_Directive_: Reproduce every line of the records below without any change, but leave the pictures out.

====== Recorded data ======

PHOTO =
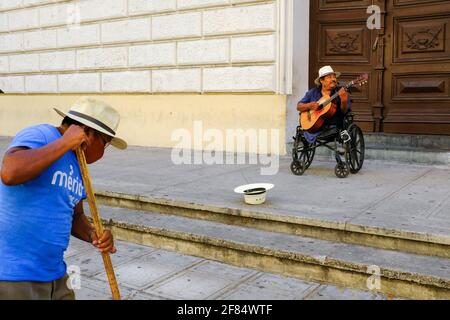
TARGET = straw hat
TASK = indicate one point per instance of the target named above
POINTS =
(97, 115)
(324, 71)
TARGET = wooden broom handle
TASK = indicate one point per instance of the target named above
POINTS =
(97, 222)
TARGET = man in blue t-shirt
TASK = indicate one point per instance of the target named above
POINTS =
(41, 200)
(326, 86)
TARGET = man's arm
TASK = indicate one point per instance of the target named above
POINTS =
(83, 230)
(81, 227)
(22, 164)
(302, 107)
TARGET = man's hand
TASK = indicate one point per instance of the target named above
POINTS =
(314, 106)
(105, 243)
(75, 136)
(343, 95)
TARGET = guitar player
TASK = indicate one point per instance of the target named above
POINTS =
(326, 86)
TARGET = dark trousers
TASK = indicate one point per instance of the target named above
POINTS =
(30, 290)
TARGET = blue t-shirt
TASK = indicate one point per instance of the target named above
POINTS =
(36, 217)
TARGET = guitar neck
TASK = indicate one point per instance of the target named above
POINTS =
(334, 96)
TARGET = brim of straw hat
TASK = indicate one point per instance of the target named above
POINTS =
(116, 142)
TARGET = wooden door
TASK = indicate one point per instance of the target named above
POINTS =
(408, 60)
(417, 78)
(339, 37)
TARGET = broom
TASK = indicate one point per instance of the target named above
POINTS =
(97, 222)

======

_Full response_:
PHOTO =
TARGET = straw hat
TASK = indicate one point per instance of the target named above
POINTS =
(97, 115)
(324, 71)
TARGET = wooden broom handle
TASK = indicate one point per instance of the target named above
POINTS =
(97, 222)
TARGET = man in blue t-shirt
TASK = indicate one point per instance of the target named above
POINTS =
(41, 200)
(326, 86)
TARGET = man's arm
TASK = indicate one point per instance of the target named above
POINTS =
(83, 230)
(81, 227)
(22, 164)
(302, 107)
TARGET = man's hand
TASK = indicate one point per instance of the target named above
POINTS =
(314, 106)
(105, 243)
(75, 136)
(343, 95)
TARGET = guitar player
TASK = indicate one point per instance of the target named above
POINTS =
(326, 86)
TARGET = dark trousers
TASK = indicate one point per instance of the target named above
POINTS =
(30, 290)
TARGET = blue t-shirt
TASK = indicate one point per instance of the target named above
POINTS =
(36, 217)
TARGET = guitar neck
TASK = indicate one point per instance of the target named above
POINTS =
(334, 96)
TARGET = brim of straw hat
TASK = indicate one point per instance of the target named above
POINTS =
(116, 142)
TARGET = wooden door
TASK = indicate one point per instance of the target named above
POINTS =
(408, 60)
(417, 78)
(339, 37)
TARGET = broom
TASK = indicate one point per instance of the target named above
POINTS =
(97, 222)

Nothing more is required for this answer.